§ BRANO DEL DOCUMENTO

+++

In sottofondo le note di Threnody For The Victims Of Hiroshima di Penderecki, canto funebre di violini stridenti già utilizzato da Kubrick nel suo Shining, che sintetizza per simboli uditivi il grido del mondo squarciato e violentato. Se l’orrore ha una musica è questa. Funziona perché, esattamente come in Shining, stabilisce un connotato orrorifico che investe l’ambiente in sé, non solo le persone che lo abitano o i fatti che accadono. È il mondo a essere corrotto e a far marcire tutto ciò che vi abita. E da qui vediamo prendere forma Bob. Il male più grande che l’uomo abbia mai commesso, squarcia definitivamente il velo della realtà e da questo squarcio l’essere senza volto fa uscire Bob.

+++

§ DATI FORNITI

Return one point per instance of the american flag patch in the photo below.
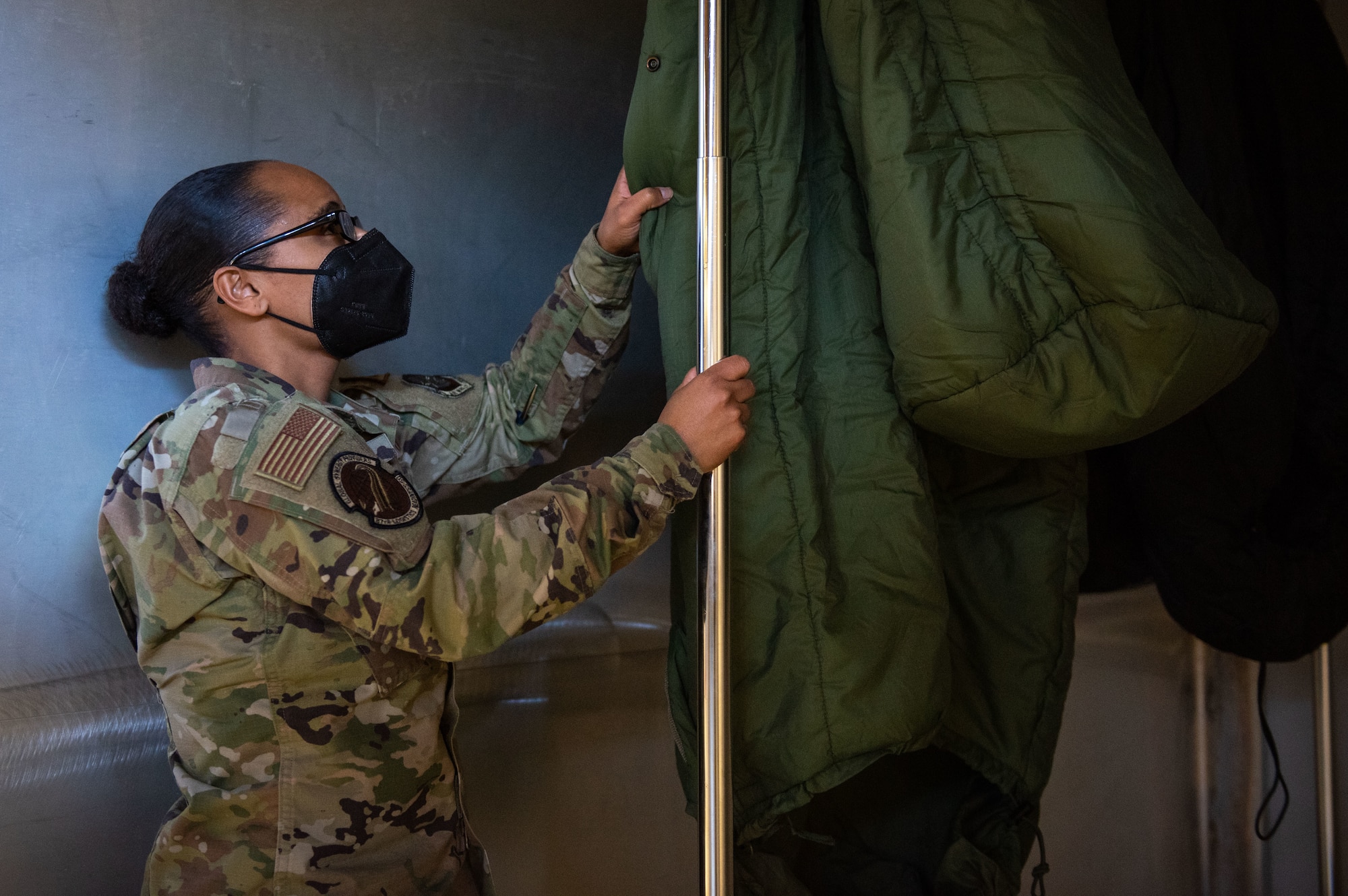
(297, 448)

+++

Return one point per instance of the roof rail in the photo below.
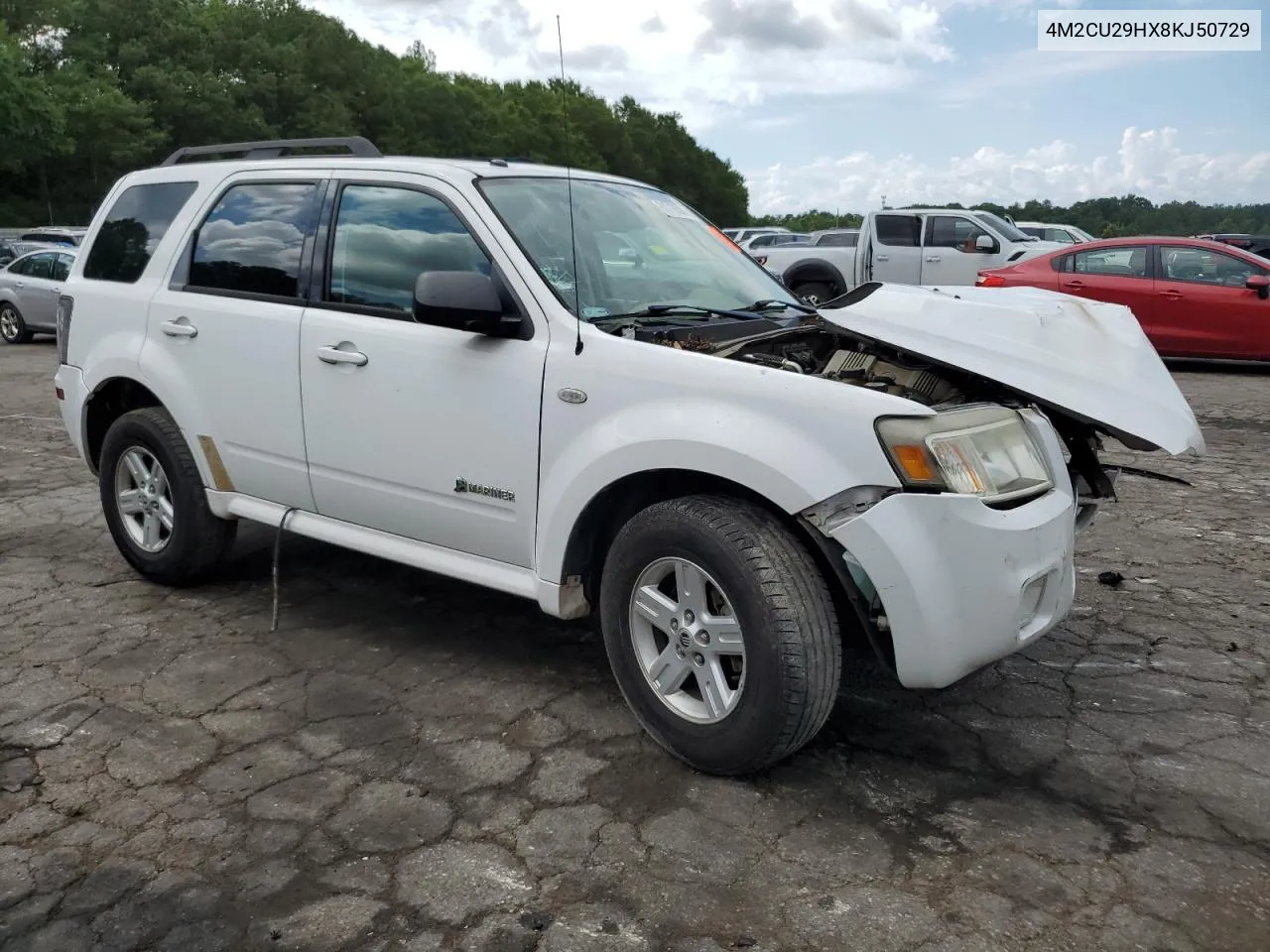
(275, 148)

+++

§ COMPITO
Prosegui il brano del documento su Bob e sulla musica di Penderecki, ripartendo subito dopo la sua ultima frase.

§ SOLUZIONE
Un episodio, l’ottavo, in cui il viaggio intrapreso 27 anni prima raggiunge finalmente il suo obiettivo. Ci proietta oltre Twin Peaks fino alle origini del male stesso. Per fare questo Lynch decide di abbandonare (o forse è meglio dire superare) lo stile narrativo adottato fino a quel momento nella serie e mettere la sua intera arte a disposizione di questo focale momento. È un episodio che omaggia il grande cinema. Quello di Lynch, certamente, ma andando anche oltre. Tutta la scena focale che parte da un evento storico – curioso (ma non ci si poteva aspettare di meno) come il fungo atomico fosse il poster appeso alle spalle di Gordon nel suo ufficio – poi non prevede alcun tipo di realisticità rappresentativa. Lynch non si preoccupa di rendere nulla verosimile.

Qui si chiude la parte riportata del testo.